=== What this task involves ===
Reproduce each of the following lines without any changes.

start Provided records

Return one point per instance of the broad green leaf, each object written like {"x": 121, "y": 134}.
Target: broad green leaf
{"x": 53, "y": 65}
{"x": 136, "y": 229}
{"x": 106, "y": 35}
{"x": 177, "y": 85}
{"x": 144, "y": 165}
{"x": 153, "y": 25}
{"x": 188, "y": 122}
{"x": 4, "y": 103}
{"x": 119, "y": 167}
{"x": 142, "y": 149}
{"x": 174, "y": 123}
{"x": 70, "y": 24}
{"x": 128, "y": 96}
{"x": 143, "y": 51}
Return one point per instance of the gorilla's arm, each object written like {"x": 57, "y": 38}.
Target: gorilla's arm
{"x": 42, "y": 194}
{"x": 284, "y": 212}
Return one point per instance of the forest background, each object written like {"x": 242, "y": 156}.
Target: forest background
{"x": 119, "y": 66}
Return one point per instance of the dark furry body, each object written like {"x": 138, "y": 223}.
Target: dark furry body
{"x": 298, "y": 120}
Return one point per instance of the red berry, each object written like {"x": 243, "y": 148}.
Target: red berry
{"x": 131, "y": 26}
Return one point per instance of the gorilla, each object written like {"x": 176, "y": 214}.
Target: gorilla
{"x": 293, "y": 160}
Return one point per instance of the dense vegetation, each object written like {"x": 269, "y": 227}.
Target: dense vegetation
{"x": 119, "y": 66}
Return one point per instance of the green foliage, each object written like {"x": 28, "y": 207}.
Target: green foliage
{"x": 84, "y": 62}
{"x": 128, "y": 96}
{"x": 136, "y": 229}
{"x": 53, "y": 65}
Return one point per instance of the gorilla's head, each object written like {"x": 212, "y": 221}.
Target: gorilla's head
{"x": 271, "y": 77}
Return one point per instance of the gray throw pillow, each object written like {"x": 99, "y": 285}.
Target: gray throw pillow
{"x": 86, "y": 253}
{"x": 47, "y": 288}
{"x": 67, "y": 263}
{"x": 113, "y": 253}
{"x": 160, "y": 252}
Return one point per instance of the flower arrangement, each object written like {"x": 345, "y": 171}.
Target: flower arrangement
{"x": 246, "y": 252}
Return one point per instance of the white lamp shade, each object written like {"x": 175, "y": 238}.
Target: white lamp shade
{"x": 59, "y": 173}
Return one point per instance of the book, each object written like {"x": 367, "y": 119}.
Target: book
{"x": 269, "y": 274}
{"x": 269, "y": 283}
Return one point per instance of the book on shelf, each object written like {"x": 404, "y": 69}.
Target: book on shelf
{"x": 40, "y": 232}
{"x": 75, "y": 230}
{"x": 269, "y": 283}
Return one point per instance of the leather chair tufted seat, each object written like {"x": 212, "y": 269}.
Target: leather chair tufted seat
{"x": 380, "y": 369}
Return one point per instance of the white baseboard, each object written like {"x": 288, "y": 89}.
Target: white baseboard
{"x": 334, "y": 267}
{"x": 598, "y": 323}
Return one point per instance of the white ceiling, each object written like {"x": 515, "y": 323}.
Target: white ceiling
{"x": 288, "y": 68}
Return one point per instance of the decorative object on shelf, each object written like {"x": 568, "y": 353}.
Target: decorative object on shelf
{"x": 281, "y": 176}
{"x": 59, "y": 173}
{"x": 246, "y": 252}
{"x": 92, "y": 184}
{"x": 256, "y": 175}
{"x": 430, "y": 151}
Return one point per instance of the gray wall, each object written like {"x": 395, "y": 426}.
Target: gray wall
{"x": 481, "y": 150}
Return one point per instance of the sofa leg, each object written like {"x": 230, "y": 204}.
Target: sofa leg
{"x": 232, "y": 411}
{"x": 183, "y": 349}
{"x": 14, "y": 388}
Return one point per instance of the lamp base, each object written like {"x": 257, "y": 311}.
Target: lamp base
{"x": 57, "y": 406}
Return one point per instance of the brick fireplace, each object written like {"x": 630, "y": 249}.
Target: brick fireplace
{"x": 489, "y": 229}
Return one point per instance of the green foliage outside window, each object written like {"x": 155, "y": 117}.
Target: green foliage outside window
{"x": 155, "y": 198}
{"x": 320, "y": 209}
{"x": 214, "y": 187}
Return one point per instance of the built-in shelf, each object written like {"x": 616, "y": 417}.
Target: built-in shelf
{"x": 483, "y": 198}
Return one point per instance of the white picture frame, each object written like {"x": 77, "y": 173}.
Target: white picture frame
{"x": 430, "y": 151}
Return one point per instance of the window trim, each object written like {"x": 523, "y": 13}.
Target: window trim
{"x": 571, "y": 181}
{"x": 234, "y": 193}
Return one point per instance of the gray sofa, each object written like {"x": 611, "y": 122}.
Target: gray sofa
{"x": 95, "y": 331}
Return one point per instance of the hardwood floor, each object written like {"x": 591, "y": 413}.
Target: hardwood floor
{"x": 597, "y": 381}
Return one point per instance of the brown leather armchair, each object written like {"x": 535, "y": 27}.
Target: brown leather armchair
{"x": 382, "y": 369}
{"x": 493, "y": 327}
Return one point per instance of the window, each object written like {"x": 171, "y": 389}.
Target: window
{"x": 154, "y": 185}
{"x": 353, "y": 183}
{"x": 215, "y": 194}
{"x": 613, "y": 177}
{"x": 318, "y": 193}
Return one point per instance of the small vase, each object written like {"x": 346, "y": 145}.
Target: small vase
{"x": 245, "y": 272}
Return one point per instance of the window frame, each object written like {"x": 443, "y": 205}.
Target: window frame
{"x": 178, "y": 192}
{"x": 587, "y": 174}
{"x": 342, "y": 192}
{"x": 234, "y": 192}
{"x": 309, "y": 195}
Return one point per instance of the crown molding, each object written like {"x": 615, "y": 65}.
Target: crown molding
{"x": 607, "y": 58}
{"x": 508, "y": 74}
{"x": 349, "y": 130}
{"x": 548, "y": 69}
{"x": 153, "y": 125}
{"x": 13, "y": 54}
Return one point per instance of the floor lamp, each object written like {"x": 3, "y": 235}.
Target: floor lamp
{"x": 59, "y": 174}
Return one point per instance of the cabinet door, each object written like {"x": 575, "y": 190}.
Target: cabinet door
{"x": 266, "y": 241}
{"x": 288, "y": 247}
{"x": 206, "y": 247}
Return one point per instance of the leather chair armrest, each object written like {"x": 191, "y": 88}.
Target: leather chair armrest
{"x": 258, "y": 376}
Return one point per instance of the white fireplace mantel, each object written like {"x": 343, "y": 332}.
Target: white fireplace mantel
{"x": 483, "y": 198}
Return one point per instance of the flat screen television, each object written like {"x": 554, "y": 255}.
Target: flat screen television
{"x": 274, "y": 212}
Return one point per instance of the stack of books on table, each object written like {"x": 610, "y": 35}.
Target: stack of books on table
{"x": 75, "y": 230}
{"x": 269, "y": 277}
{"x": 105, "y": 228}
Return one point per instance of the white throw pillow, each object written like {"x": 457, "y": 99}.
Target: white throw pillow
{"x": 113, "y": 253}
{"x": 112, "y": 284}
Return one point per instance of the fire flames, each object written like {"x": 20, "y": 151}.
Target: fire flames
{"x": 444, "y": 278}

end Provided records

=== Reply ===
Return one point per instance of the broad green leaf, each object written like {"x": 121, "y": 134}.
Target: broad green leaf
{"x": 53, "y": 65}
{"x": 136, "y": 229}
{"x": 106, "y": 35}
{"x": 177, "y": 85}
{"x": 144, "y": 165}
{"x": 153, "y": 25}
{"x": 188, "y": 122}
{"x": 4, "y": 103}
{"x": 119, "y": 167}
{"x": 142, "y": 149}
{"x": 174, "y": 123}
{"x": 70, "y": 24}
{"x": 128, "y": 96}
{"x": 143, "y": 51}
Return one point per instance of the gorilla's arm, each object written like {"x": 57, "y": 38}.
Target: gorilla's arm
{"x": 42, "y": 194}
{"x": 284, "y": 212}
Return one point per instance of the forest background, each object written like {"x": 242, "y": 156}.
Target: forest background
{"x": 119, "y": 66}
Return one point per instance of the dark furry body, each object written like {"x": 138, "y": 223}.
Target: dark furry body
{"x": 298, "y": 120}
Return one point per instance of the red berry, each object written like {"x": 243, "y": 148}.
Target: red berry
{"x": 131, "y": 26}
Return one point per instance of the gorilla, each object written like {"x": 176, "y": 214}.
Target: gorilla
{"x": 293, "y": 160}
Return one point per instance of the dense vegetation, each object written like {"x": 269, "y": 227}.
Target: dense vegetation
{"x": 119, "y": 66}
Return one point per instance of the green foliage, each object written like {"x": 28, "y": 207}.
Target: green foliage
{"x": 84, "y": 62}
{"x": 128, "y": 96}
{"x": 136, "y": 229}
{"x": 53, "y": 65}
Return one point per instance of the gorilla's head, each object written like {"x": 212, "y": 221}.
Target: gorilla's head
{"x": 271, "y": 77}
Return one point per instance of the gray throw pillow, each object written like {"x": 99, "y": 285}.
Target: gray throw pillow
{"x": 86, "y": 253}
{"x": 47, "y": 288}
{"x": 67, "y": 263}
{"x": 113, "y": 253}
{"x": 160, "y": 252}
Return one point per instance of the flower arrangement, each object written like {"x": 345, "y": 171}.
Target: flower arrangement
{"x": 246, "y": 252}
Return one point per instance of the white lamp shade, each object written like {"x": 175, "y": 238}.
Target: white lamp shade
{"x": 59, "y": 173}
Return one point per instance of the book, each object written like {"x": 367, "y": 119}.
Target: book
{"x": 269, "y": 274}
{"x": 269, "y": 283}
Return one point per instance of the book on shelf, each object written like {"x": 404, "y": 69}.
Target: book on shelf
{"x": 40, "y": 232}
{"x": 75, "y": 230}
{"x": 269, "y": 283}
Return one point per instance of the leather chair tufted seat, each object written like {"x": 212, "y": 269}.
Target: leather chair tufted seat
{"x": 380, "y": 369}
Return one point per instance of the white baseboard, each object written like {"x": 288, "y": 89}.
Target: white baseboard
{"x": 334, "y": 267}
{"x": 598, "y": 323}
Return one point per instance of the white ceiling, each object written like {"x": 515, "y": 323}.
Target: white ceiling
{"x": 288, "y": 68}
Return one point per instance of the decorative object on shelf, each object written like {"x": 568, "y": 353}.
Target: decorative object on shelf
{"x": 281, "y": 176}
{"x": 59, "y": 173}
{"x": 246, "y": 252}
{"x": 92, "y": 184}
{"x": 256, "y": 175}
{"x": 430, "y": 151}
Return one point per instance of the gray wall, each object written like {"x": 395, "y": 426}.
Target: gray wall
{"x": 481, "y": 150}
Return one point per instance of the sofa leg, each object written like {"x": 230, "y": 204}.
Target: sofa leg
{"x": 232, "y": 411}
{"x": 183, "y": 349}
{"x": 14, "y": 388}
Return one point per instance of the lamp base, each object written like {"x": 257, "y": 311}.
Target: lamp base
{"x": 57, "y": 406}
Return one point per instance of the brick fireplace, each object written like {"x": 630, "y": 249}.
Target: brick fireplace
{"x": 489, "y": 229}
Return one point per instance of the green foliage outside window, each object written like {"x": 155, "y": 117}.
Target: green foliage outside window
{"x": 155, "y": 198}
{"x": 320, "y": 209}
{"x": 214, "y": 187}
Return one point per instance of the built-in shelf, each object written like {"x": 616, "y": 417}.
Target: built-in shelf
{"x": 483, "y": 198}
Return one point per instance of the white picture frame, each object written like {"x": 77, "y": 173}.
Target: white picture frame
{"x": 430, "y": 151}
Return one point per instance of the window trim, each object written like {"x": 523, "y": 13}.
Target: window trim
{"x": 571, "y": 181}
{"x": 234, "y": 193}
Return one point per instance of the gray sofa, each object written like {"x": 611, "y": 122}.
Target: gray sofa
{"x": 95, "y": 331}
Return one point per instance of the hardwood floor, each object written like {"x": 591, "y": 413}.
Target: hardwood floor
{"x": 597, "y": 381}
Return one point per instance of the brown leather armchair, each object written like {"x": 535, "y": 27}.
Target: brown leather armchair
{"x": 382, "y": 369}
{"x": 493, "y": 327}
Return one point per instance of the window, each object written like {"x": 171, "y": 389}.
Target: window
{"x": 154, "y": 185}
{"x": 353, "y": 183}
{"x": 215, "y": 194}
{"x": 613, "y": 177}
{"x": 318, "y": 193}
Return one point per instance of the small vase, each object written like {"x": 346, "y": 145}.
Target: small vase
{"x": 245, "y": 272}
Return one point per instance of the window frame, each object written like {"x": 443, "y": 205}.
Target: window frame
{"x": 178, "y": 192}
{"x": 587, "y": 174}
{"x": 342, "y": 192}
{"x": 234, "y": 192}
{"x": 309, "y": 195}
Return one point per instance of the crown molding, each object written like {"x": 615, "y": 65}.
Target: crown molding
{"x": 607, "y": 58}
{"x": 508, "y": 74}
{"x": 349, "y": 130}
{"x": 548, "y": 69}
{"x": 153, "y": 125}
{"x": 13, "y": 54}
Return one point per instance of the floor lamp, each object written like {"x": 3, "y": 235}.
Target: floor lamp
{"x": 59, "y": 174}
Return one point per instance of the cabinet door, each object written like {"x": 575, "y": 190}.
Target: cabinet door
{"x": 266, "y": 241}
{"x": 288, "y": 247}
{"x": 206, "y": 247}
Return one point per instance of the leather chair armrest, each object written like {"x": 191, "y": 88}.
Target: leather chair armrest
{"x": 258, "y": 376}
Return one point per instance of the white fireplace mantel, each object written like {"x": 343, "y": 332}.
Target: white fireplace mantel
{"x": 483, "y": 198}
Return one point per instance of the flat screen television, each object written like {"x": 554, "y": 255}.
Target: flat screen television
{"x": 274, "y": 212}
Return one point per instance of the stack of books on table, each object written like {"x": 610, "y": 35}.
Target: stack of books on table
{"x": 75, "y": 230}
{"x": 269, "y": 277}
{"x": 105, "y": 228}
Return one point per instance of the white throw pillow, each object written like {"x": 457, "y": 99}.
Target: white throw pillow
{"x": 113, "y": 253}
{"x": 112, "y": 284}
Return one point per instance of the fire flames, each object written like {"x": 20, "y": 151}.
Target: fire flames
{"x": 444, "y": 278}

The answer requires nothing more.